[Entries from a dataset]
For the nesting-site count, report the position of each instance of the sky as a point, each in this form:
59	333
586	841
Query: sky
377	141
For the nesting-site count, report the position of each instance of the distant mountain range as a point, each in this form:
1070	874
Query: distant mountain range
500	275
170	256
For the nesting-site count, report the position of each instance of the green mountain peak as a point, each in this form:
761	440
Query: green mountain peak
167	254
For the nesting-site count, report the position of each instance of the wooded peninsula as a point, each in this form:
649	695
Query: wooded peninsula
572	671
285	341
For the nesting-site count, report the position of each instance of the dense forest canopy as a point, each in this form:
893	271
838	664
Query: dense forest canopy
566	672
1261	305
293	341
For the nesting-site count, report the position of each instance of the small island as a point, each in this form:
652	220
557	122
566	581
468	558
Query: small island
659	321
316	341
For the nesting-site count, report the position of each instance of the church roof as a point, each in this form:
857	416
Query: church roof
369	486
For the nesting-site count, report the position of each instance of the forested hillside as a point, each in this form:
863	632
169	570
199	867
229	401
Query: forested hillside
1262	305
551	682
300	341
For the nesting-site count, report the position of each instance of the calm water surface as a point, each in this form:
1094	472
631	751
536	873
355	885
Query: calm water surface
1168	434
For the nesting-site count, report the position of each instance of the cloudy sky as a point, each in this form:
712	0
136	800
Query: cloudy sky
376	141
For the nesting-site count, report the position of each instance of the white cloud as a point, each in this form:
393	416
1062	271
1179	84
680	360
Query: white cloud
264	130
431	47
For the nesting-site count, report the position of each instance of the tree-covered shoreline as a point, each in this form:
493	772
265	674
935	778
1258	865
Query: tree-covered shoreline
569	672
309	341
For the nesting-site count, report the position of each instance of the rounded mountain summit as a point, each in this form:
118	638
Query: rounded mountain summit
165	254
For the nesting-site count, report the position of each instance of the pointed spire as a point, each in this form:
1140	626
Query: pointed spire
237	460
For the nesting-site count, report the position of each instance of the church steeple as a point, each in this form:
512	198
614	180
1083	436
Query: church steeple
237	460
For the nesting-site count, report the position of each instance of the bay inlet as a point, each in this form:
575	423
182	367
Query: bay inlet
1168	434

PROBLEM TO WORK ON
Set down again, unchanged, the stretch of lines from the one containing "of the dense" through the end of the lines above.

WORKED SOLUTION
For the nesting-site count, report the position of each instance of the dense forest canopy as a point, each in this form:
893	271
838	664
Query: dense forest canopy
566	672
1261	305
293	341
For the nesting-site count, report the position of each instance of the small island as a point, each in this form:
652	220
557	122
566	581
468	558
Query: small island
659	321
316	341
For the nesting-site count, report the position of each instance of the church roof as a point, each in this form:
857	416
Query: church roof
369	486
For the nesting-site count, report the position of each instance of the forested hillside as a point, each in this form:
863	632
169	570
199	867
229	401
Query: forested hillside
1262	305
551	682
300	341
For the nesting-site count, report the position of each instance of the calm water surface as a point, each in this form:
1094	472
631	751
536	873
355	885
Query: calm water surface
1168	434
For the nesting-site count, report the position of each instance of the cloudy sky as a point, each in this form:
712	0
136	800
Query: cloudy sky
376	141
For the nesting-site count, report the position of each instance of the white cloud as a point, each in this form:
393	416
1062	271
1179	84
680	360
Query: white cloud
264	130
431	47
For the nesting-site count, report the position of each instance of the tree-covered shoreline as a point, each in this form:
493	772
265	674
935	778
1258	865
Query: tree-covered shoreline
569	672
309	341
For the nesting-site count, report the position of each instance of the rounded mountain summit as a point, each in this form:
118	638
Query: rounded mountain summit
165	254
For the nesting-site count, report the position of each instance of the pointed spire as a point, each in this form:
1140	626
Query: pointed spire
237	460
For the nesting-site count, report the position of each instance of the church steeple as a point, each in this form:
512	198
614	180
1083	436
Query: church steeple
237	460
For the nesting-site count, report the position of each instance of the bay inlet as a point, each in this form:
575	423
182	367
Query: bay inlet
1168	434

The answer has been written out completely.